Texto para ler »

------------------------------------

Para se perceber como a Justiça não é só cega, surda e muda, esta semana ficámos a saber que também é a burocrata sem miolos que manda fazer porque manda a burocracia que se mande fazer, sem olhar para o lado, sem olhar para a vida e corre para lá dos estreitos corredores das decisões cinzentas e, como é o caso que vamos relatar, com dimensões sórdidas.
A propósito de uma acção judicial interposta por causa de uma herança, um magistrado do Tribunal de Beja pediu ao hospital da mesma cidade que procedesse ao exame psiquiátrico do indivíduo que cedeu os bens para herança. Nada de anormal até aqui. Em questões de partilhas herdadas é vulgar a contenda entre herdeiros que, vulgarmente, terminam em tribunal.
O problema é que o pedido em causa dizia respeito a um homem que tinha morrido. Dir-se-á que o tribunal não sabia. O problema é que sabia, e a serem verdade as notícias que vieram a público, no ofício onde é solicitado o exame até se identifica o número da campa onde ele está sepultado.

------------------------------------

Dados fornecidos »
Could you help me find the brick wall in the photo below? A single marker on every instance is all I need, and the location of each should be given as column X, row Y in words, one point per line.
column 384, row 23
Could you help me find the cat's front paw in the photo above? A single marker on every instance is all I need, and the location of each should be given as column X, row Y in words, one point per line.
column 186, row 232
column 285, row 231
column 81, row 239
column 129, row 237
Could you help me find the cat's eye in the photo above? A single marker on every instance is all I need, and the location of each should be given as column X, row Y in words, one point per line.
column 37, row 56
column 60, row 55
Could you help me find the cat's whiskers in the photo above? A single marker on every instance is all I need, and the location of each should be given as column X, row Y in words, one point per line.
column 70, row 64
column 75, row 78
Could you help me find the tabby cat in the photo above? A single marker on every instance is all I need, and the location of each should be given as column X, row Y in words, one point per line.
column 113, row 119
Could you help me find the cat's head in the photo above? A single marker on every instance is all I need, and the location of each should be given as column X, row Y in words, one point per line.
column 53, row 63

------------------------------------

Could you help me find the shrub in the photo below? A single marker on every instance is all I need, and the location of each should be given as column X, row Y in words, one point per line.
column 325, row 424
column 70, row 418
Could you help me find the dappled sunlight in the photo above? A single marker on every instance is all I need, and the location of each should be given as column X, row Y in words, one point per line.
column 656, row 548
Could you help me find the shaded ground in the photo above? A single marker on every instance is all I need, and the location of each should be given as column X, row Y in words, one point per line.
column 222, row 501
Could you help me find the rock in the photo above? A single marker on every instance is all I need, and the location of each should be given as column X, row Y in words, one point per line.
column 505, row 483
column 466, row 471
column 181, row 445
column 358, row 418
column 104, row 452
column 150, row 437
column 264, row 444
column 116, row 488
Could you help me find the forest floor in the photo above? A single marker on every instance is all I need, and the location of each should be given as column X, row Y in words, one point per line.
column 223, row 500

------------------------------------

A sua tarefa »
Escreva a continuação do texto sobre o exame psiquiátrico pedido pelo Tribunal de Beja, começando logo após a última frase apresentada.

Resposta »
Quero admitir, para bem da nossa própria sanidade mental, minha e dos leitores, que tudo não passa de um erro de português, de um pedido mal escrito, onde, talvez, aquilo que o magistrado procurasse no hospital fosse a história clínica do falecido no que respeitava ao tratamento, ou conhecimento, de que sofria de qualquer distúrbio mental.
Lanço a dúvida de propósito. Porque a não ser assim, é assustador pensar que alguém possa ser tão ignorante, tão manifestamente estúpido que acredita poder fazer um exame clínico mental a um cadáver. Porque o problema não é o morto. Somos nós. Já imaginou ter uma acção em tribunal que pode ser julgada por um estafermo desta envergadura? Foi um lapso. Só pode ser um lapso. É a minha fé, a minha convicção. Bom, eu quero que seja um lapso. E se não for?